### Set of tasks
1. Decide whether each statement below agrees with the MoS₂ transistor passage, answering yes or no and quoting the decisive words exactly: (a) at room temperature, both measurement schemes gave a mobility of about 50 cm² V⁻¹ s⁻¹; (b) the α fitted for the 6L device equals the value expected for bulk MoS₂; (c) below 20 K, the four-probe mobility saturated at a higher value than the two-probe mobility.
2. Extend the MoS₂ transistor passage, picking up after its final sentence.

### Page
- - -
Fig. 4: Basic electrical properties of a few-layer MoS₂ field-effect transistor.

a Optical image of a 6L-#1 MoS₂ device with multiple In contacts. Scale bar: 5 μm. b Schematic of 6L-#1 MoS₂ device for the transfer length method (TLM). Here, L_c (=1 μm) is the length of contact electrode. The measurement scheme shows the two-probe measurement for the L₂ = 1 μm channel. c Conductance (G) as a function of the back-gate voltage (V_G) at various temperatures. Inset: G–V_G curves near the metal–insulator crossover region. d I–V_SD curves for various V_G at T = 2.4 K. e, f Mobility (μ) as a function of temperature (T) in log scale for 6L and 1L devices, respectively. The red and blue dashed lines in e and f are fitting lines with the relation of \(\mu \left( T \right) \propto T^{ - \alpha }\) with α = 2.2 and 1.1 for 6L and 1L devices, respectively.

In Fig. 4e, we show the field-effect mobility (μ) of the 6L-#1 MoS₂ device as a function of T obtained from the two-probe (open squares) and four-probe (closed squares) measurement schemes. The mobility was obtained at the local maximum location in the μ–V_G curves (see Supplementary Fig. 12). For T > 100 K, in both cases, the data were fitted with a relation of \(\mu \left( T \right) = \mu _0T^{ - \alpha }\) with α = 2.2 as shown by the dashed red line. This value is close to the expected value for bulk MoS₂ (α = 2.6) with the optical phonon scattering as a dominant scattering mechanism^12,32,33. At room T, μ ~ 50 cm² V⁻¹ s⁻¹ values were obtained for both cases. However, the two-probe and four-probe μ values were saturated with decreasing temperature in the region T < 20 K at 1200 and 3200 cm² V⁻¹ s⁻¹, respectively. The saturation behavior in low-T regions is known to occur when the impurity scattering assumes a dominant role while the phonon-scattering effect is suppressed³⁴. By contrast, the mobility for two different 1L MoS₂ devices (1L-#1 and 1L-#2; see Supplementary Figs. 10c, 13, respectively) displayed in Fig. 4f show a T dependence with α = 1.1 for T > 100 K, which is close to the prediction of the acoustic phonon scattering becoming a dominant scattering mechanism for a monolayer MoS₂ (ref. ³³).
- - -
### Source material
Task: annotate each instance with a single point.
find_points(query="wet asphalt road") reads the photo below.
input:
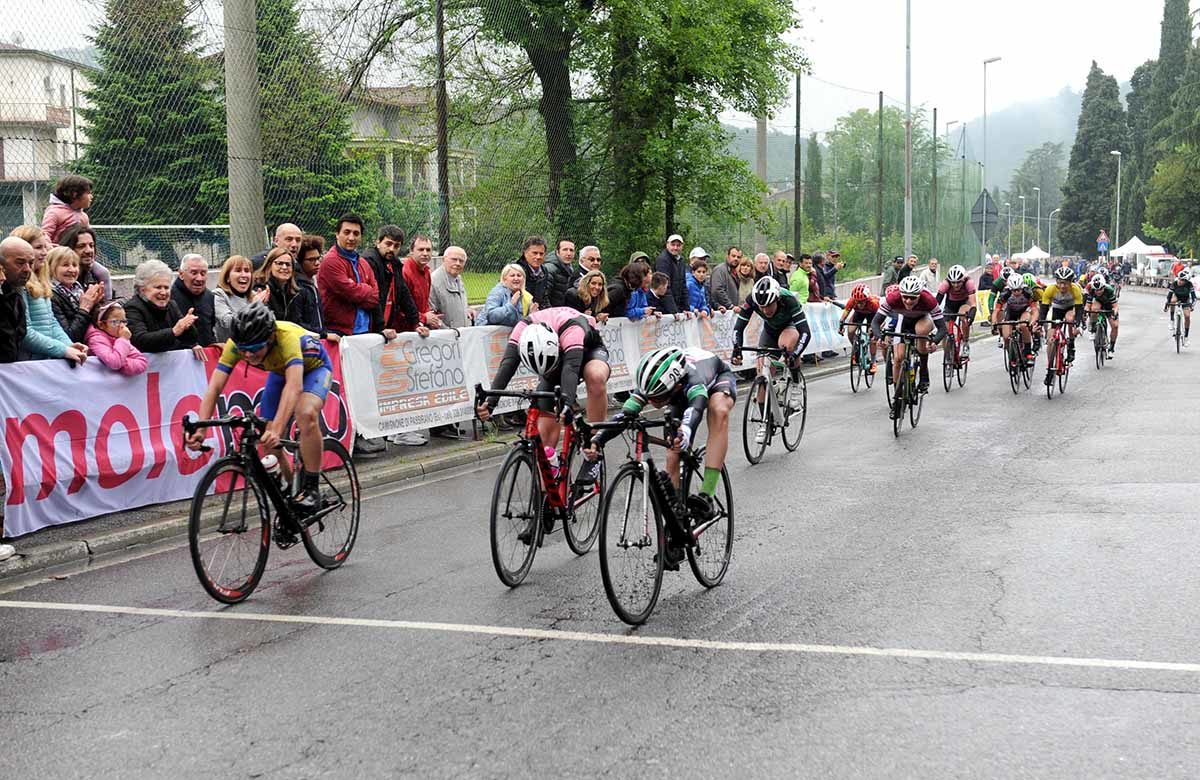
- - -
### Answer set
1.
(a) Yes: "At room T, μ ~ 50 cm² V⁻¹ s⁻¹ values were obtained for both cases."
(b) No: "This value is close to the expected value for bulk MoS₂ (α = 2.6)"
(c) Yes: "the two-probe and four-probe μ values were saturated with decreasing temperature in the region T < 20 K at 1200 and 3200 cm² V⁻¹ s⁻¹, respectively."

2.
For comparison, we also fabricated MoS₂ devices with In contacts covered with Au, where the sample holder was a copper block prepared without a liquid-nitrogen cooling process. In this case, we found that the reproducibility was not high enough to obtain the consistent Ohmic-like behavior in the I–V_SD curves, confirming the critical role of our substrate cooling technique (see Supplementary Fig. 14).

Schottky barrier height at In/MoS₂ contacts

We evaluated ϕ_SB at the In/MoS₂ interface because this parameter plays a critical role in determining the contact resistance between a metal and a semiconductor⁴. For this purpose, it is necessary to measure the activation energy (ϕ_AE) at the contacts in the thermionic emission region⁶. Here, because the V_G range for the insulating region is larger than that of the 6L-#1 MoS₂ device (see Fig. 4c), we used the 1L-#2 MoS₂ device with the L = 1 μm channel shown in Supplementary Fig. 13a. Figure 5a shows the resulting G–V_G curves for various temperatures obtained by the two-probe measurement. In this case, the crossover V_G between the insulating and metallic regions was located at a relatively higher V_G (~65 V) than that of the 6L-#1 MoS₂ device, as indicated by an arrow. The G values increased with increasing T for T < 130 K at V_G < 65 V and decreased for T > 200 K in the examined V_G range. When the thermionic emission is dominant, the current crossing a metal/2D system is described by the relation

$$I_{\mathrm{d}} = {{A}}^ \ast T^{3/2}{\mathrm{exp}}\left( {\frac{{ - e\phi _{{\mathrm{AE}}}}}{{k_{\mathrm{B}}T}}} \right)\left[ {{\mathrm{exp}}\left( {\frac{{eV_{{\mathrm{SD}}}}}{{\eta k_{\mathrm{B}}T}}} \right) - 1} \right],$$

(3)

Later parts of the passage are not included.